INPUT »
# # # # #
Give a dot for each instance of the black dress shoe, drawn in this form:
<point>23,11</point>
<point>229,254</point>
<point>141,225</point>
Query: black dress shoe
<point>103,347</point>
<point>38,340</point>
# # # # #
WHAT NEEDS TO BE DONE » Please restate the records in full, word for word.

REPLY TO THE TASK »
Give a dot for each instance of the black dress shoe, drawn in this form:
<point>23,11</point>
<point>229,254</point>
<point>141,225</point>
Query: black dress shoe
<point>103,347</point>
<point>38,340</point>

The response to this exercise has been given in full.